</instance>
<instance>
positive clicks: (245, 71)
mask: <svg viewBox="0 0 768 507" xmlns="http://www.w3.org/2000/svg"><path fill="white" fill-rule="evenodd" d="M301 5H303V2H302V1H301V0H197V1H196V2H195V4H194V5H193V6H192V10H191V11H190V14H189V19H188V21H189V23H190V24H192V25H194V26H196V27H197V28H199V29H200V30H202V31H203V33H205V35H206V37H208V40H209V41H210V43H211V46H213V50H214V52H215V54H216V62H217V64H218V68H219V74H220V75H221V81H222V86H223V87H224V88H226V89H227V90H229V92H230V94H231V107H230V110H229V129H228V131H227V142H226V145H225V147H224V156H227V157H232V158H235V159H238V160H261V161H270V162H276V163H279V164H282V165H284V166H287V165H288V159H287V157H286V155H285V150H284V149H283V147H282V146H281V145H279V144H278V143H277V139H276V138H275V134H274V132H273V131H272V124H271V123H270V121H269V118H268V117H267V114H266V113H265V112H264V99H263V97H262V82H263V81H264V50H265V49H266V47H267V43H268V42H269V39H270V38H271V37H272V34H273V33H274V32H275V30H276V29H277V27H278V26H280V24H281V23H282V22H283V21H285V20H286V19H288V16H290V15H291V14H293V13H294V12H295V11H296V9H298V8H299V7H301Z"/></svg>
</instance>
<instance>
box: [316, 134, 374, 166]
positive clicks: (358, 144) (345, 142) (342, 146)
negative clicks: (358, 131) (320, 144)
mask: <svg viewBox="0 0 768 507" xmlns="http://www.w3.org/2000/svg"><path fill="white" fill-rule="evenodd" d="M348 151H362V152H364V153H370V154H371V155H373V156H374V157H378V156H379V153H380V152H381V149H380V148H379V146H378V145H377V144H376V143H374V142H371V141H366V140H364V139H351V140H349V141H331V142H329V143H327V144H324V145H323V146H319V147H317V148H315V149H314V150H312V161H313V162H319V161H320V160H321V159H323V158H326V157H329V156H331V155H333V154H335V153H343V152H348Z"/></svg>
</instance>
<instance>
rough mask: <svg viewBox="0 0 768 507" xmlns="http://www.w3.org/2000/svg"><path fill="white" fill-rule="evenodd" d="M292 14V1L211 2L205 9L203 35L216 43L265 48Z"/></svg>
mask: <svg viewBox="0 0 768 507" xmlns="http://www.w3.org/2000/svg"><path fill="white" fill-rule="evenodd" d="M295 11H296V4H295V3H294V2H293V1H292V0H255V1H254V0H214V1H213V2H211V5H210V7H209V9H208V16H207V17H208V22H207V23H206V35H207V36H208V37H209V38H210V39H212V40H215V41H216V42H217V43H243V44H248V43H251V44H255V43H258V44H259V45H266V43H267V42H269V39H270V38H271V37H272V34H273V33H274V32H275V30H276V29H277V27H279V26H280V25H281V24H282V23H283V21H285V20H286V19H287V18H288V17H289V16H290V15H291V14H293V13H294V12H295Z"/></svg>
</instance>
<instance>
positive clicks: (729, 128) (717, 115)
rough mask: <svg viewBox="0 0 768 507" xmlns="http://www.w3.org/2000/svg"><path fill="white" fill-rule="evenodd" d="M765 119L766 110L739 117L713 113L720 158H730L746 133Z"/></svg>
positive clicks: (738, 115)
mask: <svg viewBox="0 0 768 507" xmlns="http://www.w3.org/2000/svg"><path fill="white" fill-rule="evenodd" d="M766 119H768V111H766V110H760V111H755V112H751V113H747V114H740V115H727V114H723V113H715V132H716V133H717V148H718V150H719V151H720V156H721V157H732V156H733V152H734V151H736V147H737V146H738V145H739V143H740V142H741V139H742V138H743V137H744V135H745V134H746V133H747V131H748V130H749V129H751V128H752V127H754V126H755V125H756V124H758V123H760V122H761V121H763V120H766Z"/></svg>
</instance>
::::::::::
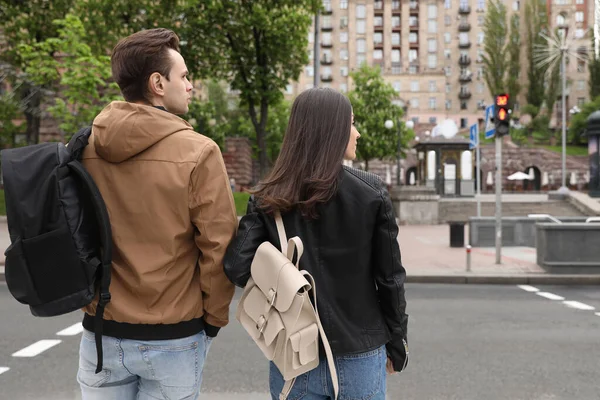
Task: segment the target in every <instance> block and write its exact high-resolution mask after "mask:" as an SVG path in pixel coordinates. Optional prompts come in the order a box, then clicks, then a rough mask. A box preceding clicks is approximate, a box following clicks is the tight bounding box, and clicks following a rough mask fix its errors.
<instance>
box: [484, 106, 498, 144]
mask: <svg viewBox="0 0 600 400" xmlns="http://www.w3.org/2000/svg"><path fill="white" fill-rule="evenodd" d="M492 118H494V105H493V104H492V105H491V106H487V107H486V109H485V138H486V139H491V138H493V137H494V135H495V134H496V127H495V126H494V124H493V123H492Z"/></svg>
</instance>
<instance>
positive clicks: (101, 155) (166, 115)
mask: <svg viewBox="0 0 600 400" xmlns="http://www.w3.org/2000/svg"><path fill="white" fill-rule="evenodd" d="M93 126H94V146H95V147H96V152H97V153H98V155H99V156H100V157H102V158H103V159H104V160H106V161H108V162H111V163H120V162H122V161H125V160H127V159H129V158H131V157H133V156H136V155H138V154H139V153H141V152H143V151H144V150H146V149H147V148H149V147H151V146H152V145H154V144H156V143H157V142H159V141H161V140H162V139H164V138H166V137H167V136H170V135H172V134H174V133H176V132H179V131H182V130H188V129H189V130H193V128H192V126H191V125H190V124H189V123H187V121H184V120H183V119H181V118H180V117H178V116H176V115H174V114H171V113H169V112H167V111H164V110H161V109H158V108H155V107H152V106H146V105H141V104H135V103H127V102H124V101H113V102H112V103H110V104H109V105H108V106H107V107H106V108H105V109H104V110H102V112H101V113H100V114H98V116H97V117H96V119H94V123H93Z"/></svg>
::::::::::
Task prompt – Set down, from the entries above, exactly the lines from the one with "negative clicks: (358, 131) (320, 144)" up to and including the one with "119L766 110L739 117L713", and no other lines.

Response to the task –
negative clicks: (358, 131) (320, 144)
mask: <svg viewBox="0 0 768 507" xmlns="http://www.w3.org/2000/svg"><path fill="white" fill-rule="evenodd" d="M348 151H362V152H364V153H370V154H371V155H373V156H374V157H378V156H379V153H380V152H381V149H380V148H379V146H378V145H377V144H376V143H374V142H371V141H366V140H364V139H351V140H349V141H331V142H329V143H327V144H324V145H323V146H319V147H317V148H315V149H314V150H312V161H313V162H319V161H320V160H321V159H323V158H326V157H329V156H331V155H333V154H335V153H343V152H348Z"/></svg>
</instance>
<instance>
rough mask: <svg viewBox="0 0 768 507" xmlns="http://www.w3.org/2000/svg"><path fill="white" fill-rule="evenodd" d="M292 14V1L211 2L205 9L203 35L216 43L265 48Z"/></svg>
mask: <svg viewBox="0 0 768 507" xmlns="http://www.w3.org/2000/svg"><path fill="white" fill-rule="evenodd" d="M295 11H296V4H295V3H294V2H293V1H292V0H255V1H254V0H214V1H213V2H211V5H210V7H209V9H208V16H207V17H208V22H207V23H206V35H207V36H208V37H209V38H210V39H212V40H215V41H216V42H217V43H243V44H248V43H251V44H255V43H258V44H259V45H266V43H267V42H269V39H270V38H271V37H272V34H273V33H274V32H275V30H276V29H277V27H279V26H280V25H281V24H282V23H283V21H285V20H286V19H287V18H288V17H289V16H290V15H291V14H293V13H294V12H295Z"/></svg>
</instance>
<instance>
positive clicks: (729, 128) (717, 115)
rough mask: <svg viewBox="0 0 768 507" xmlns="http://www.w3.org/2000/svg"><path fill="white" fill-rule="evenodd" d="M765 119L766 110L739 117L713 113L720 158H730L746 133Z"/></svg>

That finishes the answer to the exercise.